[Data under study Boundary: Start]
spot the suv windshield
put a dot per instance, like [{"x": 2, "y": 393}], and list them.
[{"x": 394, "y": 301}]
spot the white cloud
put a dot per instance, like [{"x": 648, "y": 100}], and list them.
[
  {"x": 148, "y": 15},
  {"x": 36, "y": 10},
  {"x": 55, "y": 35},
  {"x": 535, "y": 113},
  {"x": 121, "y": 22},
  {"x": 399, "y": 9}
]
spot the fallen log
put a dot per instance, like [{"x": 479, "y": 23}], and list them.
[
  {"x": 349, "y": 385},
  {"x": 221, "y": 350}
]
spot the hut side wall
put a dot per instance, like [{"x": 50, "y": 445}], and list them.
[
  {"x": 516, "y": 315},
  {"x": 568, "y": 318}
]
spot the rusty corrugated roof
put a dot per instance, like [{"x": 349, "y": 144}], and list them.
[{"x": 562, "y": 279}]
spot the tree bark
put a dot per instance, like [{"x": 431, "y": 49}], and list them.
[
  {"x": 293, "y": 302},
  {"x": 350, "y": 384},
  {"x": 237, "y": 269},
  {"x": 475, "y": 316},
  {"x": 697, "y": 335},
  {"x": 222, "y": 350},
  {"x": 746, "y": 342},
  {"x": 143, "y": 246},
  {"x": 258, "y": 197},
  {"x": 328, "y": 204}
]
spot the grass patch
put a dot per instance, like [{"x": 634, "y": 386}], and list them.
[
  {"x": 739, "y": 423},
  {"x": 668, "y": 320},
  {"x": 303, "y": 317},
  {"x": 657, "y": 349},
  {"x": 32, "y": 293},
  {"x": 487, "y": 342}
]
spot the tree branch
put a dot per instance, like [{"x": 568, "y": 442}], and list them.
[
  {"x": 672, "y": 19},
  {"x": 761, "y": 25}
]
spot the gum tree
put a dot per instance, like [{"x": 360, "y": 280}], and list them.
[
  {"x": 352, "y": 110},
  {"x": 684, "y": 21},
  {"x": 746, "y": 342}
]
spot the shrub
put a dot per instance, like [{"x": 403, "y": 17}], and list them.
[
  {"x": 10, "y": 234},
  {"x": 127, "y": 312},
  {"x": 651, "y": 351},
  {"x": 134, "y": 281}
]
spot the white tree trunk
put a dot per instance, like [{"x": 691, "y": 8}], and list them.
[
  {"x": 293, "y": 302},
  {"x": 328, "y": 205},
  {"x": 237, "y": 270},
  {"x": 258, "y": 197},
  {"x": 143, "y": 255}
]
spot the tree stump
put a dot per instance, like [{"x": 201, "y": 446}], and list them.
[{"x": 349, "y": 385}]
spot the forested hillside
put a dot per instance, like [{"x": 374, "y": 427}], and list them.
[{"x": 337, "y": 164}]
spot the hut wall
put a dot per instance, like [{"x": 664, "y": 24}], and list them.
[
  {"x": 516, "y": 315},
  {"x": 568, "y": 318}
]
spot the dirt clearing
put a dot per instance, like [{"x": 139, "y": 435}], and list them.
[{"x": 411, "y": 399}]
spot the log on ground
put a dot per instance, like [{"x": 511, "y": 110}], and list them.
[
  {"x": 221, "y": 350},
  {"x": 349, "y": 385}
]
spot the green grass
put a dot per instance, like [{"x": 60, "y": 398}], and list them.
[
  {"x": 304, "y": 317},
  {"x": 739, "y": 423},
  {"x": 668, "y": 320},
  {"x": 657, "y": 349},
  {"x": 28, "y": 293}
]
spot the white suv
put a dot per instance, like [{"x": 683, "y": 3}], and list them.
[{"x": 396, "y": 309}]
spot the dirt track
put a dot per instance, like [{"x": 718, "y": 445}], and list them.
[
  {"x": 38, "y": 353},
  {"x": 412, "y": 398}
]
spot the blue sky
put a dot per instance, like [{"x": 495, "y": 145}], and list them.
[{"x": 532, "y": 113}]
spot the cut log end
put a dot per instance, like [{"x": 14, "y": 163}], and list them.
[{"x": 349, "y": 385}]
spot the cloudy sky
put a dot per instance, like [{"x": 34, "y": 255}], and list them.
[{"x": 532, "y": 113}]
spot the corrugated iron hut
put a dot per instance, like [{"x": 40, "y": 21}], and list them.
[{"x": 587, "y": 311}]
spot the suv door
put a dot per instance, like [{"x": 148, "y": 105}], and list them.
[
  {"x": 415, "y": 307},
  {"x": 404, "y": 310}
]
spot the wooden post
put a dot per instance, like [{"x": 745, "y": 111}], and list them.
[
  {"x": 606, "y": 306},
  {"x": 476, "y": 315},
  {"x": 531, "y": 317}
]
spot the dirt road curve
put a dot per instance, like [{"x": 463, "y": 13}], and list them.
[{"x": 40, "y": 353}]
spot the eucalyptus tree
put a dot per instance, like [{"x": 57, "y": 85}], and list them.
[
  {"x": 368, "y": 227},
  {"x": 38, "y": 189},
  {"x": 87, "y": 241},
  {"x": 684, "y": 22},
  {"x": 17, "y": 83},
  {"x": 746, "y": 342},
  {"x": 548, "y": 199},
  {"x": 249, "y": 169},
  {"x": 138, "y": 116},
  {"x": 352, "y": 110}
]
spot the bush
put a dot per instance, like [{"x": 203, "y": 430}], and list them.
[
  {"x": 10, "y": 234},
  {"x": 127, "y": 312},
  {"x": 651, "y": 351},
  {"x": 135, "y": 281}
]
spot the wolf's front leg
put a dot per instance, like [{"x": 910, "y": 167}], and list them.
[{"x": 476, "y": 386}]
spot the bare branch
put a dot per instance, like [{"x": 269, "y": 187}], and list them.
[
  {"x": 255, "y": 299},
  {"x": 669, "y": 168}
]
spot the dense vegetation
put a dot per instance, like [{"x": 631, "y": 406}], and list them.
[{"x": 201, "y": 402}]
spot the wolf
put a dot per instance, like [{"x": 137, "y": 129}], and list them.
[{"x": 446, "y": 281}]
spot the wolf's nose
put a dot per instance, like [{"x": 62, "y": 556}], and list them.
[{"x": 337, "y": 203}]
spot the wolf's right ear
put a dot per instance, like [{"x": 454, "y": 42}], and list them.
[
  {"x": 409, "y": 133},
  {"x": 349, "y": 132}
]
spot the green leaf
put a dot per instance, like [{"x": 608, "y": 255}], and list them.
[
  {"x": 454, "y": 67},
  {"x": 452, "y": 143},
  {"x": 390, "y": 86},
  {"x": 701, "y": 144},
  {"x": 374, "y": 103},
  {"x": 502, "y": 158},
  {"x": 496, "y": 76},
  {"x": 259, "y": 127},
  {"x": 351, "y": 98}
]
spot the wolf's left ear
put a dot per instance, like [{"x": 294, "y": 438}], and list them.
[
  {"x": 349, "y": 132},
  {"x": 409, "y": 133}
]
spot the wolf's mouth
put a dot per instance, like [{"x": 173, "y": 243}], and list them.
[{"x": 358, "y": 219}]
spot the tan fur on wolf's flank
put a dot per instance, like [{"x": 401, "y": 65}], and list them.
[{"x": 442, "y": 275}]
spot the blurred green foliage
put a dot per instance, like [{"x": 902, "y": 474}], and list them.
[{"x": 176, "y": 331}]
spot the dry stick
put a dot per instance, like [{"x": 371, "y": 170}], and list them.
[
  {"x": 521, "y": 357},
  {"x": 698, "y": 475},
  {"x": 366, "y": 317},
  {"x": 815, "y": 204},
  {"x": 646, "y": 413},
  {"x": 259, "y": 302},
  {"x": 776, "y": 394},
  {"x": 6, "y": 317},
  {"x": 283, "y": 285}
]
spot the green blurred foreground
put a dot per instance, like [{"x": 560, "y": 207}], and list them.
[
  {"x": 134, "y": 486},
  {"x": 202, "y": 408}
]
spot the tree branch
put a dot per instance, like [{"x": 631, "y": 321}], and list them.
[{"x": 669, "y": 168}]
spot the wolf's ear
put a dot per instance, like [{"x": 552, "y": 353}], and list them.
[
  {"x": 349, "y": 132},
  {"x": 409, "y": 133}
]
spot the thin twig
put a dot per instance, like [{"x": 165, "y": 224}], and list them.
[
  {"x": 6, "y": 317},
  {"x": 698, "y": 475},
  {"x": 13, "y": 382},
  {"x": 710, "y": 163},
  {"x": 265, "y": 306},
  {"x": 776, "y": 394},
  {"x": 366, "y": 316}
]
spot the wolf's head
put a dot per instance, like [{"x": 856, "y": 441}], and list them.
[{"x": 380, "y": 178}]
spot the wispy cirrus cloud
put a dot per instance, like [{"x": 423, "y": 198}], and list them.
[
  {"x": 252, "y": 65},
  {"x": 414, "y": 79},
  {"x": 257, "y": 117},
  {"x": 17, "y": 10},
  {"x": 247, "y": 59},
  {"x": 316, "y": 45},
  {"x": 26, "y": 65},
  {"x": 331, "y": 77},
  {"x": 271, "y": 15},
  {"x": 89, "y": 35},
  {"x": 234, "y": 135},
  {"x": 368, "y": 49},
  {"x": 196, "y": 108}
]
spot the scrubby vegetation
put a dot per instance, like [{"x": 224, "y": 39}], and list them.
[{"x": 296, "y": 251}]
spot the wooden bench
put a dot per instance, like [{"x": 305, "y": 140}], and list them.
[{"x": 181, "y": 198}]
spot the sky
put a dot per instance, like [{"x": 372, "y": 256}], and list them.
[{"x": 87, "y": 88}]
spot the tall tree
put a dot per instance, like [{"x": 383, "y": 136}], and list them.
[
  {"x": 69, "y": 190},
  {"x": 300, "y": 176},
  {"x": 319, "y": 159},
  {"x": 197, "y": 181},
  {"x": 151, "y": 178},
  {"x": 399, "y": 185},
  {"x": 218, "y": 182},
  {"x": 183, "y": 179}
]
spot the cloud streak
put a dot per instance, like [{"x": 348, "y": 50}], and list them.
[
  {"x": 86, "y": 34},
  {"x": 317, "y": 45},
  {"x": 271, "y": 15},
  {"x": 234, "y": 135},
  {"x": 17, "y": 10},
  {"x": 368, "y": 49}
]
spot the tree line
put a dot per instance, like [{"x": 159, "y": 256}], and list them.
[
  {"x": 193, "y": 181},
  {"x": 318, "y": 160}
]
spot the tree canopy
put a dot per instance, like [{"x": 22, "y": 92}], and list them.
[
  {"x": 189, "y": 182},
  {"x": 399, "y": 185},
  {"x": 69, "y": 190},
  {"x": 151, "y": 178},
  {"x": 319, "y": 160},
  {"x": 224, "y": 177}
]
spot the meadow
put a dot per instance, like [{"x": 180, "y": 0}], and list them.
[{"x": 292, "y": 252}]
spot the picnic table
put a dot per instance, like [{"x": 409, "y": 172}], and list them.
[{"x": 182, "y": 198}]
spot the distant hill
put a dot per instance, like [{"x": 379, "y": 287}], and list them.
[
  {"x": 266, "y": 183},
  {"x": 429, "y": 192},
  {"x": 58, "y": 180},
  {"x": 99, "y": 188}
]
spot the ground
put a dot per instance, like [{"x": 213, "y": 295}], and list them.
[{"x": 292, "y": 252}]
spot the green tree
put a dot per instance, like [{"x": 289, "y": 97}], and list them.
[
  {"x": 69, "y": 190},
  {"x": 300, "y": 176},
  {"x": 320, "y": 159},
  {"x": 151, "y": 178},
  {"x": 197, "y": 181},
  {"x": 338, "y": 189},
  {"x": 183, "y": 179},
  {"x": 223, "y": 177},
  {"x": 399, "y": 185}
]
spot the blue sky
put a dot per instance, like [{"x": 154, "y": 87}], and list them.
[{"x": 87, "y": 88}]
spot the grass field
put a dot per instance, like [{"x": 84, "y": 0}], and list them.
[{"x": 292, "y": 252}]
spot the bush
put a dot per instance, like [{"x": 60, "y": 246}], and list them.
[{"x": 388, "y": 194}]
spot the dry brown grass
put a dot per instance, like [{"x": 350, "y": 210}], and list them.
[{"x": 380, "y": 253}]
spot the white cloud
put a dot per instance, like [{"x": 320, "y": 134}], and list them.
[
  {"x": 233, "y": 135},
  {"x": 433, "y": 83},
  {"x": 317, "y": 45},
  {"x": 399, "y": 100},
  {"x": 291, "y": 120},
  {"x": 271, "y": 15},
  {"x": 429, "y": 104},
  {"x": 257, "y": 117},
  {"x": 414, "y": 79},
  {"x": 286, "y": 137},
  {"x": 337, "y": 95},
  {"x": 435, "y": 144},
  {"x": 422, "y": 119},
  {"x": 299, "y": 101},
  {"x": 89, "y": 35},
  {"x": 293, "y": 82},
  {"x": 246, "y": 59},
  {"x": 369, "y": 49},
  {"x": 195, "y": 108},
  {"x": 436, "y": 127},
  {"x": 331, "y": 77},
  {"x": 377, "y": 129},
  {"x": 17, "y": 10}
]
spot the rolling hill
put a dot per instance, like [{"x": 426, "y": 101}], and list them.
[Data under study Boundary: End]
Work required:
Your task is to retype the entries verbatim, starting with the line that holds "spot the tree canopy" and stopping after the line that holds "spot the dry brown grass".

Written response:
spot the tree canopy
put a dot per instance, like [{"x": 22, "y": 92}], and list them.
[
  {"x": 189, "y": 182},
  {"x": 399, "y": 185},
  {"x": 69, "y": 190},
  {"x": 151, "y": 178},
  {"x": 319, "y": 160},
  {"x": 224, "y": 177}
]
spot the meadow
put a dot per instance, like [{"x": 180, "y": 0}], and list them.
[{"x": 292, "y": 252}]
spot the picnic table
put a dot per instance, like [{"x": 409, "y": 172}], and list them.
[{"x": 182, "y": 198}]
spot the distant hill
put a dot per instance, like [{"x": 379, "y": 287}], and list them.
[
  {"x": 266, "y": 183},
  {"x": 429, "y": 192},
  {"x": 58, "y": 180},
  {"x": 99, "y": 188}
]
spot the ground
put a dot per instance, like [{"x": 213, "y": 295}], and list them.
[{"x": 292, "y": 252}]
spot the green tree
put a dot per instance, like [{"x": 289, "y": 97}], and list them.
[
  {"x": 69, "y": 190},
  {"x": 300, "y": 176},
  {"x": 320, "y": 159},
  {"x": 151, "y": 178},
  {"x": 197, "y": 181},
  {"x": 338, "y": 189},
  {"x": 183, "y": 179},
  {"x": 223, "y": 177},
  {"x": 399, "y": 185}
]
spot the blue sky
put a dot per instance, like [{"x": 154, "y": 87}], and list them.
[{"x": 87, "y": 88}]
spot the grass field
put a dot per instance, like [{"x": 84, "y": 0}], and list them.
[{"x": 292, "y": 252}]
spot the bush
put a dot per instance, like [{"x": 60, "y": 246}], and list them.
[{"x": 388, "y": 194}]
spot the dry brown grass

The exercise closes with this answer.